*** TEXT EXCERPT ***
Help them look for the object and then distract them into another activity. Try to learn where the confused person’s favorite hiding places are for storing objects, which are frequently assumed to be “lost.” Avoid arguing.
Take time to explain to other family members and home-helpers that suspicious accusations are a part of the dementing illness.
Try nonverbal reassurances like a gentle touch or hug. Respond to the feeling behind the accusation and then reassure the person. You might try saying, “I see this frightens you; stay with me, I won’t let anything happen to you.”
Restlessness, agitation, disorientation and other troubling behavior in people with dementia often get worse at the end of the day and sometimes continue throughout the night. Experts believe this behavior, commonly called sundowning, is caused by a combination of factors, such as exhaustion from the day’s events and changes in the person’s biological clock that confuse day and night.
Increase daytime activities, particularly physical exercise. Discourage inactivity and napping during the day.
Watch out for dietary culprits, such as sugar, caffeine and some types of junk food. Eliminate or restrict these types of foods and beverages to early in the day. Plan smaller meals throughout the day, including a light meal, such as half a sandwich, before bedtime.
Plan for the afternoon and evening hours to be quiet and calm; however, structured, quiet activity is important. Perhaps take a stroll outdoors, play a simple card game or listen to soothing music together.
Turning on lights well before sunset and closing the curtains at dusk will minimize shadows and may help diminish confusion. At minimum, keep a nightlight in the person’s room, hallway and bathroom.
Make sure the house is safe: block off stairs with gates, lock the kitchen door and/or put away dangerous items.
As a last resort, consider talking to the doctor about medication to help the agitated person relax and sleep. Be aware that sleeping pills and tranquilizers may solve one problem and create another, such as sleeping at night but being more confused the next day.
It’s essential that you, the caregiver, get enough sleep. If your loved one’s nighttime activity keeps you awake, consider asking a friend or relative, or hiring someone, to take a turn so that you can get a good night’s sleep. Catnaps during the day also might help.
Ensuring that your loved one is eating enough nutritious foods and drinking enough fluids is a challenge. People with dementia literally begin to forget that they need to eat and drink. Complicating the issue may be dental problems or medications that decrease appetite or make food taste “funny.” The consequences of poor nutrition are many, including weight loss, irritability, sleeplessness, bladder or bowel problems and disorientation.
Make meal and snack times part of the daily routine and schedule them around the same time every day. Instead of three big meals, try five or six smaller ones.
Make mealtimes a special time. Try flowers or soft music. Turn off loud radio programs and the TV.
Eating independently should take precedence over eating neatly or with “proper” table manners. Finger foods support independence. Pre-cut and season the food. Try using a straw or a child’s “sippy cup” if holding a glass has become difficult. Provide assistance only when necessary and allow plenty of time for meals.
*** End of TEXT EXCERPT ***
*** SOURCE INFORMATION ***
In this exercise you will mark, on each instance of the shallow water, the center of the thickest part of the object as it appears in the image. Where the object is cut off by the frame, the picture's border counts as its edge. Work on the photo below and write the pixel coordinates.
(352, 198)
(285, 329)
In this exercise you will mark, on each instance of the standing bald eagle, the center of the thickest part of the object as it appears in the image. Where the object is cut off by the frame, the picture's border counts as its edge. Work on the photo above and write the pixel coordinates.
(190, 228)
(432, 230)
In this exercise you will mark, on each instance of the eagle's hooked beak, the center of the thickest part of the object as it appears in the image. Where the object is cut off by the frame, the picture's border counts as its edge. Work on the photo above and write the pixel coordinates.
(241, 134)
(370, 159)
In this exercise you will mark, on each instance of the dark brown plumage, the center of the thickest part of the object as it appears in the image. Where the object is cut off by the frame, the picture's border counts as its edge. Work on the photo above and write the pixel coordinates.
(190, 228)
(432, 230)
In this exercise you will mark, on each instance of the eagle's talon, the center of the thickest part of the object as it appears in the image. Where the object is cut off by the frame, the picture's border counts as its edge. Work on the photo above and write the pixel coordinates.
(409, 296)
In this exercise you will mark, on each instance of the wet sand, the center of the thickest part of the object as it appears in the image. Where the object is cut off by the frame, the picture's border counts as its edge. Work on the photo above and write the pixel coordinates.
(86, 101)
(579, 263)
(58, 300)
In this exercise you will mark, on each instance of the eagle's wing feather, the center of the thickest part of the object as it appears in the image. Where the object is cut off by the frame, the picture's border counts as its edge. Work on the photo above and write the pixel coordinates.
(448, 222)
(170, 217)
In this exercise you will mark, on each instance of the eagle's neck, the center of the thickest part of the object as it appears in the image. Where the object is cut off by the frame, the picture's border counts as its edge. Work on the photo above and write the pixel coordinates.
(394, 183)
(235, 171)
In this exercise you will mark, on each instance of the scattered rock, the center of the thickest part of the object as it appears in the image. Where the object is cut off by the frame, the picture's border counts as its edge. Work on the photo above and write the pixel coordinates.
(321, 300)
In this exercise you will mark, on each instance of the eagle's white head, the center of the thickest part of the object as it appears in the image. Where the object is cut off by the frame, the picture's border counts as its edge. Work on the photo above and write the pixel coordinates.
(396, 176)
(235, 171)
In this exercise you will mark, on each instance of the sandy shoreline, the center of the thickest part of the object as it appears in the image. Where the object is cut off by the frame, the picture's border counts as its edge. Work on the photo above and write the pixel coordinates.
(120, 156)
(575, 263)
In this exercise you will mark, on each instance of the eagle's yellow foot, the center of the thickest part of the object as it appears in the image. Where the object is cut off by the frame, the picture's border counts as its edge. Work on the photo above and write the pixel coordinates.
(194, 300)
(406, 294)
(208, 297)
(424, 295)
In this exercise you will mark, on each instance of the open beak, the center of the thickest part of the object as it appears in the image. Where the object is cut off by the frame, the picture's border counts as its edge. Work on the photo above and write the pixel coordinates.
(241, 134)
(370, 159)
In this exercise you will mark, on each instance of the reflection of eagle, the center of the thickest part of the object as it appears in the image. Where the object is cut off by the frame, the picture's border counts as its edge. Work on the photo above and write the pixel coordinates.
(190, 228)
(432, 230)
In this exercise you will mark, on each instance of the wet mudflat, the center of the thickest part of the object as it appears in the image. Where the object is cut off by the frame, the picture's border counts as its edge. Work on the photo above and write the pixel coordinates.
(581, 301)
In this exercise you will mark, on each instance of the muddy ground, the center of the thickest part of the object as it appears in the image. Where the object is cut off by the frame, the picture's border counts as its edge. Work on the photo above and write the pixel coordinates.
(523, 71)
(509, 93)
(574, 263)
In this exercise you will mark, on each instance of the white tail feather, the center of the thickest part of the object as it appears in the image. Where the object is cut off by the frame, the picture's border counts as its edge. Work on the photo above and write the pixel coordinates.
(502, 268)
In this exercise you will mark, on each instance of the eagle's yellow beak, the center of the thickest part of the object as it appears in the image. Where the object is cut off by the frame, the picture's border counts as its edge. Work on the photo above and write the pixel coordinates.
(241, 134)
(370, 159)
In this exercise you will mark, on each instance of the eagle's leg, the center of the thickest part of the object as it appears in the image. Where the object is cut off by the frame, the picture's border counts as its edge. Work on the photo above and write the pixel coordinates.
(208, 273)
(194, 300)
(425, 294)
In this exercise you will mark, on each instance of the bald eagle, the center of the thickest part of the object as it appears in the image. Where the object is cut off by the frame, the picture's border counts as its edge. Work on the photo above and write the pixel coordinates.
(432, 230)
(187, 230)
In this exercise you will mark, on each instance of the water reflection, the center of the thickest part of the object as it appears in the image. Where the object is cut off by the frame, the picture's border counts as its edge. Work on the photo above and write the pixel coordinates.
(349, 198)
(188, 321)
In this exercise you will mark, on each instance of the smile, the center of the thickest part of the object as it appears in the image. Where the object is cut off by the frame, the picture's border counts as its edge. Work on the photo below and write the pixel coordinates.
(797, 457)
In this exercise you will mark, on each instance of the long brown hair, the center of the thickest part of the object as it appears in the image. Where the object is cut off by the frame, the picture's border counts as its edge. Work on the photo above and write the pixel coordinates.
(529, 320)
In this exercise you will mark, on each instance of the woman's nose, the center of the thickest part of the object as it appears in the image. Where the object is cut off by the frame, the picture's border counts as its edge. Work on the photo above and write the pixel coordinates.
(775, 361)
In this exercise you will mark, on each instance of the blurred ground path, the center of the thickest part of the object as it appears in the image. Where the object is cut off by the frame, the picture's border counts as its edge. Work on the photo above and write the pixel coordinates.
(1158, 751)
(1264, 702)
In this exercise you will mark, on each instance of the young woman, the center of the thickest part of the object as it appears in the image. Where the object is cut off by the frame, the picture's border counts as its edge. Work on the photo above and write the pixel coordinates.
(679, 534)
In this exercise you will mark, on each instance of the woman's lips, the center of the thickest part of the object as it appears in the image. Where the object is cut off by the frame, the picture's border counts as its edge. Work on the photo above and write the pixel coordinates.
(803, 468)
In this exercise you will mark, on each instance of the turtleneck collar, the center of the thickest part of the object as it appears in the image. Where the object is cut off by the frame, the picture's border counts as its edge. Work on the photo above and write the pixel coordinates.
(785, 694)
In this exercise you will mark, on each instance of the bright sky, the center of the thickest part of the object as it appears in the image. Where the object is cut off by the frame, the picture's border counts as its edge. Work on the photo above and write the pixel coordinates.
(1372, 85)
*** End of SOURCE INFORMATION ***
EXERCISE DETAILS -
Duplicate the dementia caregiving text word for word, everything from "Increase daytime activities, particularly" down to "soothing music together.". The records play no part in this work.

EXERCISE ANSWER -
Increase daytime activities, particularly physical exercise. Discourage inactivity and napping during the day.
Watch out for dietary culprits, such as sugar, caffeine and some types of junk food. Eliminate or restrict these types of foods and beverages to early in the day. Plan smaller meals throughout the day, including a light meal, such as half a sandwich, before bedtime.
Plan for the afternoon and evening hours to be quiet and calm; however, structured, quiet activity is important. Perhaps take a stroll outdoors, play a simple card game or listen to soothing music together.